◆ **Extracto del documento**:
╭──

Un vínculo entre la naturaleza y la fantasía
A Eileen Agar la atraía la alquimia que se genera “cuando se colocan dos objetos individuales, uno al lado del otro, y sus historias yuxtapuestas”. Mediante su obra, ligada estrechamente a la naturaleza, Agar tendió un puente entre el mundo orgánico y el surrealista.
Formó parte de un grupo de mujeres vinculado al surrealismo, entre las que estaban Leonora Carrington, Ithell Colquhoun y Sheila Legge, quienes, como Agar, vieron en este movimiento la posibilidad de imaginar mundos en los que los límites del género fluían y los yugos de la sociedad patriarcal tenían menos rigor.
Objeto marino (1939), una de sus obras más sobresalientes, se originó de una forma muy curiosa: un día, al observar a un grupo de pescadores en Francia, se percató de que en sus redes había algo atorado en ellas y les preguntó si podía quedárselo. El objeto en cuestión resultó ser un ánfora griega de dos mil años de antigüedad. El cuerno de carnero que también forma parte de la pieza lo encontró en una caminata en Cumberland, una región al noroeste de Inglaterra.
La magia en el lenguaje visual
- Leonora Carrington tenía 19 años cuando visitó la Primera Exposición Surrealista Internacional en las New Burlington Galleries. Bastó un par de años para que la artista nacida en Inglaterra presentara su obra en la misma exposición que la acercó al movimiento, y para que publicara sus primeros cuentos surrealistas en el libro La maison de la peur, ilustrado por Max Ernst.
Interesada en la magia, la alquimia y los roles de género por igual, Carrington utilizó el surrealismo para explorar la espiritualidad y los sueños como medios de resistencia frente a las normas sociales y las opresiones de su tiempo. En sus obras, las cuales desafían la lógica convencional, transformó lo irracional en una herramienta de liberación; además, en ellas exploró el mundo de los sueños y el subconsciente. Después del estallido de la Segunda Guerra Mundial, Carrington se refugió en México, donde permaneció hasta su muerte en 2011.

╰──

Cite el pasaje del texto sobre las mujeres surrealistas que va de "Un vínculo entre" a "tenían menos rigor.", ambos incluidos.

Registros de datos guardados
╭──

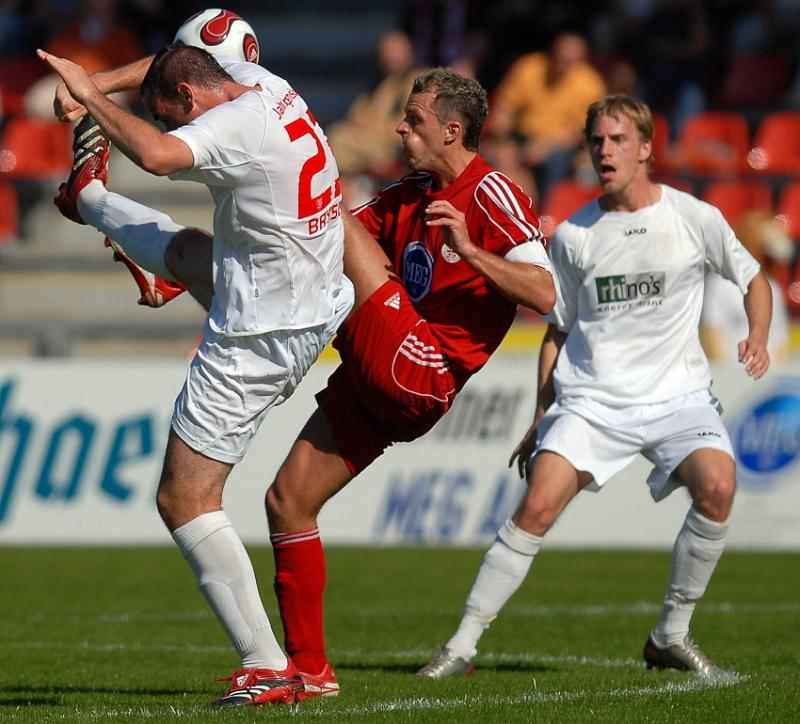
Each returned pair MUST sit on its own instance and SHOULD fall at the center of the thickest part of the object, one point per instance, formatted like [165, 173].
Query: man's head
[182, 83]
[395, 53]
[445, 113]
[566, 51]
[619, 132]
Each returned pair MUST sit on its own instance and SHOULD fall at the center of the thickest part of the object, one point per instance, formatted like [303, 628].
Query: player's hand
[76, 79]
[65, 107]
[754, 356]
[523, 451]
[454, 225]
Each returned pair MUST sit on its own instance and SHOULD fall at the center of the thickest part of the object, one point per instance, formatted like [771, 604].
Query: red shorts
[394, 383]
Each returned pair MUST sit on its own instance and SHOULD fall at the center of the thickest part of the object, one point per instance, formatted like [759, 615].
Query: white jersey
[631, 291]
[278, 232]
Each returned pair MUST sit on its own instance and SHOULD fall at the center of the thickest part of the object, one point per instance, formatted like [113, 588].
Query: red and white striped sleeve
[508, 210]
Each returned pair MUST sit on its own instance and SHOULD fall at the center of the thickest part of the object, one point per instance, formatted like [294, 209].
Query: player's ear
[452, 131]
[645, 150]
[186, 96]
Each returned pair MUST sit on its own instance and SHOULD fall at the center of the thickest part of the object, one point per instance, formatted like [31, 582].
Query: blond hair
[621, 105]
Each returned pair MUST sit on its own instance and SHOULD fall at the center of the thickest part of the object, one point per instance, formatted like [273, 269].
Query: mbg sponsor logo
[417, 270]
[629, 287]
[440, 505]
[766, 438]
[64, 460]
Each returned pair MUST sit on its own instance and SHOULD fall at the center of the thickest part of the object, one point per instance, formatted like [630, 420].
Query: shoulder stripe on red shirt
[497, 188]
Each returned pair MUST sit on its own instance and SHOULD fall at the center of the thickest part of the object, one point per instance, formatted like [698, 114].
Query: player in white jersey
[278, 296]
[621, 372]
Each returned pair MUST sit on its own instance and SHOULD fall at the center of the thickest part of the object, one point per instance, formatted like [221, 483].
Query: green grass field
[123, 635]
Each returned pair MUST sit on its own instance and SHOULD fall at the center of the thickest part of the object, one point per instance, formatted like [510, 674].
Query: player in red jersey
[458, 249]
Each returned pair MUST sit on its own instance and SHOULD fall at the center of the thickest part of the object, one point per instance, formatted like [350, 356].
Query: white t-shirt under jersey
[278, 232]
[631, 291]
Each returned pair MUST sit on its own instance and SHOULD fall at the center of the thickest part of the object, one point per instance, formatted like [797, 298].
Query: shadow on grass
[49, 695]
[525, 667]
[20, 703]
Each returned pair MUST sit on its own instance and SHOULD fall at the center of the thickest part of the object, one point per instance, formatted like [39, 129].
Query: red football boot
[156, 291]
[91, 149]
[322, 684]
[263, 686]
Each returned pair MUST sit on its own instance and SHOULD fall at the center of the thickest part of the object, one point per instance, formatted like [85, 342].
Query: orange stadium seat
[776, 147]
[35, 148]
[735, 198]
[712, 142]
[9, 214]
[661, 142]
[788, 209]
[17, 75]
[563, 199]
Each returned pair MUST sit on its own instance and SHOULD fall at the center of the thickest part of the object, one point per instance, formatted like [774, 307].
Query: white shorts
[603, 440]
[233, 382]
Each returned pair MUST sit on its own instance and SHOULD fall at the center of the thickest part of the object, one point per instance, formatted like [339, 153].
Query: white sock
[143, 233]
[504, 568]
[697, 551]
[225, 576]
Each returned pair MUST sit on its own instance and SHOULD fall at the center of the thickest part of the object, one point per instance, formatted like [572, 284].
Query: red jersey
[465, 314]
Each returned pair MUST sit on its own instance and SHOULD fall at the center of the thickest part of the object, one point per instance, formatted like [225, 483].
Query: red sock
[300, 579]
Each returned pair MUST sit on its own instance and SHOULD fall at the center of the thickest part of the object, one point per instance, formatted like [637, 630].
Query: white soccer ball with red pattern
[220, 32]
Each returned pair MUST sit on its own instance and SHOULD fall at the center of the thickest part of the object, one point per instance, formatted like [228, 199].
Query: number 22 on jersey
[308, 205]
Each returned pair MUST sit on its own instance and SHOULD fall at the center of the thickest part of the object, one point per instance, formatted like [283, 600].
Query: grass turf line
[123, 635]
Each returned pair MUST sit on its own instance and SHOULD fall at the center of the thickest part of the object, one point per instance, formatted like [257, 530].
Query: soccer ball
[220, 32]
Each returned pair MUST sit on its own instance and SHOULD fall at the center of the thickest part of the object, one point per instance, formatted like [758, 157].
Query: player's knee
[283, 504]
[166, 505]
[713, 495]
[537, 515]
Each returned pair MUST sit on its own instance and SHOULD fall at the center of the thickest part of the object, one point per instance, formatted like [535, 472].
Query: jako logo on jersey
[417, 270]
[766, 439]
[628, 287]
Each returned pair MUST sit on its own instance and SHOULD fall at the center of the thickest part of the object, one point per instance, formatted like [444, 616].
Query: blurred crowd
[714, 71]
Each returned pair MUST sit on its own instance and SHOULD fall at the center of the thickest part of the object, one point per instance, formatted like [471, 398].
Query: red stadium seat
[755, 80]
[788, 209]
[735, 198]
[9, 215]
[34, 148]
[712, 142]
[563, 199]
[776, 147]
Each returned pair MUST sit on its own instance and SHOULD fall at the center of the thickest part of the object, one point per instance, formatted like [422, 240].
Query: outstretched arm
[126, 77]
[156, 152]
[545, 395]
[758, 308]
[530, 285]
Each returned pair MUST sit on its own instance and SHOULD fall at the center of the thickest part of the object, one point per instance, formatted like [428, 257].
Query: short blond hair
[621, 105]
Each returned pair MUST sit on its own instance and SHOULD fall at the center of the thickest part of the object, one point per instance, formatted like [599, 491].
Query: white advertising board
[81, 444]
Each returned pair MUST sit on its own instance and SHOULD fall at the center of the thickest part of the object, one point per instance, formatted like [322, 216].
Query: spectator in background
[671, 44]
[723, 323]
[365, 142]
[542, 100]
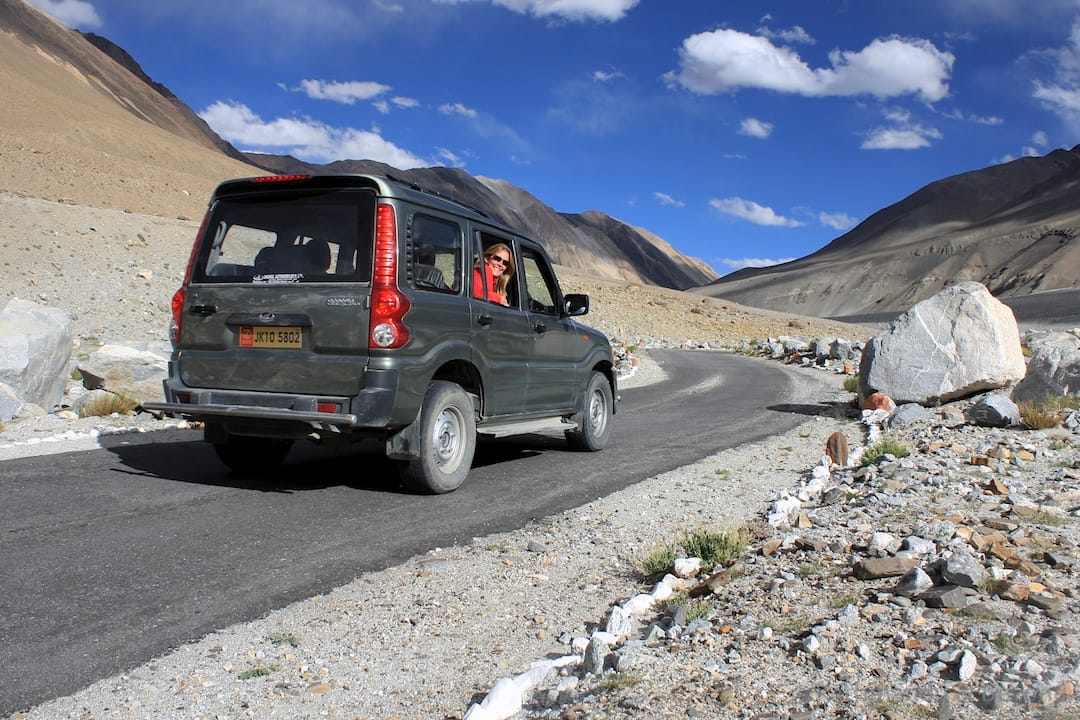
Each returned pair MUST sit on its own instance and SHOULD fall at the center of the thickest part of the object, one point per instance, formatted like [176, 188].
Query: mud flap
[405, 444]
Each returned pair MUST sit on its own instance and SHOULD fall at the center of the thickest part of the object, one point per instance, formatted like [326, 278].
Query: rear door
[556, 366]
[502, 340]
[279, 290]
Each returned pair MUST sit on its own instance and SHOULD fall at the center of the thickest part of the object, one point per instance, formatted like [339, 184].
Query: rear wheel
[594, 419]
[251, 456]
[447, 434]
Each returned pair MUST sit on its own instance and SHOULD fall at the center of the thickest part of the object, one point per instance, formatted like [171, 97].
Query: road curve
[111, 557]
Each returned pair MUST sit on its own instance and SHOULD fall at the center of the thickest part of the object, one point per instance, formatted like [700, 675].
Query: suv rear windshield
[288, 238]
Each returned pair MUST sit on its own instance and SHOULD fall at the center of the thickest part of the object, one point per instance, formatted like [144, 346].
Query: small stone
[876, 568]
[968, 665]
[945, 596]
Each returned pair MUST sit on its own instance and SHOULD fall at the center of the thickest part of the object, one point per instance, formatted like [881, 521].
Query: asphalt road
[111, 557]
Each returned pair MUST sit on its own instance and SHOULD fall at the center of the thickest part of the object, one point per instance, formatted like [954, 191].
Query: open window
[282, 239]
[488, 252]
[540, 285]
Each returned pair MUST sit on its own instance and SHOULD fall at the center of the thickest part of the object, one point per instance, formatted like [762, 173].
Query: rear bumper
[283, 415]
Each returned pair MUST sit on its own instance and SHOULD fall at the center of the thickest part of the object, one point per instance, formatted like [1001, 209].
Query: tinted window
[436, 255]
[539, 284]
[288, 238]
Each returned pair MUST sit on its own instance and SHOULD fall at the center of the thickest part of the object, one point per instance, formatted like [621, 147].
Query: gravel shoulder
[427, 638]
[431, 637]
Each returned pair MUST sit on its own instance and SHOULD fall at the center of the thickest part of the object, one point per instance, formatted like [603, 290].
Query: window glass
[539, 284]
[436, 255]
[498, 247]
[288, 238]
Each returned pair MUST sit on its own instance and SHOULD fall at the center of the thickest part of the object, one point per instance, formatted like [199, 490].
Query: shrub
[284, 638]
[657, 560]
[105, 404]
[617, 681]
[257, 671]
[1045, 413]
[883, 447]
[713, 546]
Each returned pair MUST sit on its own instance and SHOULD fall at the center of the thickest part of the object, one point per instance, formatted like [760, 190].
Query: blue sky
[742, 133]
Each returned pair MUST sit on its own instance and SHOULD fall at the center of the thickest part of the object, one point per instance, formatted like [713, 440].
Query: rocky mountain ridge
[1011, 227]
[591, 242]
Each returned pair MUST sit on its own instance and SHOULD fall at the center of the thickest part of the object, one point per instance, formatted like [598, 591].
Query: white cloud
[347, 93]
[664, 199]
[793, 36]
[750, 211]
[457, 109]
[72, 13]
[839, 221]
[449, 159]
[571, 10]
[302, 137]
[752, 262]
[755, 127]
[727, 60]
[900, 138]
[1062, 94]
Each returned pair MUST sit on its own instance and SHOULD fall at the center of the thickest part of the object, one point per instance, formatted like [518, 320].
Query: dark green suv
[337, 308]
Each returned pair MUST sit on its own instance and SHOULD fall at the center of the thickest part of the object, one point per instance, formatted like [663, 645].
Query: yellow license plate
[270, 337]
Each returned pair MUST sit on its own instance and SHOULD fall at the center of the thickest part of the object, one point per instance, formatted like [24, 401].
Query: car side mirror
[577, 304]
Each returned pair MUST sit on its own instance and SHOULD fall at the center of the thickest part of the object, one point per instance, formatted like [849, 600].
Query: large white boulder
[959, 342]
[130, 371]
[35, 350]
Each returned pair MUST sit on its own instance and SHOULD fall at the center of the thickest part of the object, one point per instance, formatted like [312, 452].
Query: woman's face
[498, 261]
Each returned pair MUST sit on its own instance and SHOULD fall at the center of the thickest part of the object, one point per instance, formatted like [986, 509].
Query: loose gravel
[790, 633]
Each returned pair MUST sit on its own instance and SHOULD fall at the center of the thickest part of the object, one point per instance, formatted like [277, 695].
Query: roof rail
[420, 188]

╰──

◆ **Solución escrita**:
Un vínculo entre la naturaleza y la fantasía
A Eileen Agar la atraía la alquimia que se genera “cuando se colocan dos objetos individuales, uno al lado del otro, y sus historias yuxtapuestas”. Mediante su obra, ligada estrechamente a la naturaleza, Agar tendió un puente entre el mundo orgánico y el surrealista.
Formó parte de un grupo de mujeres vinculado al surrealismo, entre las que estaban Leonora Carrington, Ithell Colquhoun y Sheila Legge, quienes, como Agar, vieron en este movimiento la posibilidad de imaginar mundos en los que los límites del género fluían y los yugos de la sociedad patriarcal tenían menos rigor.